**Texto mostrado**
# Noticias y eventos > Busco/ Ofrezco magos >  Busco magos/as para proyecto solidario (voluntarios) en Madrid

## guilleguy

Hola buenas tardes, mi nombre es Guillermo y por mi cabeza anda rondando un proyecto que me gustaria poner en marcha. Vivo al lado del parque de Roma a 5 minutos del metro de sainz de baranda y me gustaria organizar los fines de semana alli en el parque, juegos, actuaciones de magia, y lo que se nos ocurra para los niños y padres del barrio a cambio de una colaboracion economica simbolica (1 o 2 euros) que luego donariamos a la ong que mejor nos pareciese. De juntarnos bastantes y salir bien se podria hacer en varios barrios simultaneamente. Adjunto mi correo y mi número de telefono. Animaros cuento con vosotros 
guillediezmt@gmail.com 670733038

----------


## Maguician

El proyecto...tiene buena pinta.Sí señor.Y por si alguien no lo ha entendido,los magos no cobran,ya que es benéfico y solidario,¿verdad?

**Extracto de datos**
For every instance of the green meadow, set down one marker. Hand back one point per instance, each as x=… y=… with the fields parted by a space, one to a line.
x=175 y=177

**Reto 1**
Reproduce sin cambios el fragmento del hilo sobre magos voluntarios que empieza con las palabras "## guilleguy" y termina con "benéfico y solidario,¿verdad?".
**Reto 2**
Retoma el hilo sobre magos voluntarios y continúalo a partir de su último mensaje.
Los datos no hacen falta para resolver esto.

**Respuesta 1**
## guilleguy

Hola buenas tardes, mi nombre es Guillermo y por mi cabeza anda rondando un proyecto que me gustaria poner en marcha. Vivo al lado del parque de Roma a 5 minutos del metro de sainz de baranda y me gustaria organizar los fines de semana alli en el parque, juegos, actuaciones de magia, y lo que se nos ocurra para los niños y padres del barrio a cambio de una colaboracion economica simbolica (1 o 2 euros) que luego donariamos a la ong que mejor nos pareciese. De juntarnos bastantes y salir bien se podria hacer en varios barrios simultaneamente. Adjunto mi correo y mi número de telefono. Animaros cuento con vosotros 
guillediezmt@gmail.com 670733038

----------


## Maguician

El proyecto...tiene buena pinta.Sí señor.Y por si alguien no lo ha entendido,los magos no cobran,ya que es benéfico y solidario,¿verdad?

**Respuesta 2**
----------


## guilleguy

> El proyecto...tiene buena pinta.Sí señor.Y por si alguien no lo ha entendido,los magos no cobran,ya que es benéfico y solidario,¿verdad?


No no cobran por eso puse entre parentesis voluntarios. obviamente tampooco vamos a palmar dinero si hubiese que comprar alguna cosilla se cojeria de ahi pero no mas

----------


## Maguician

Pues por mí,perfecto entonces.Dónde hay que firmar??Y que días quedaríamos??

----------


## Maguician

Te he enviado un correo...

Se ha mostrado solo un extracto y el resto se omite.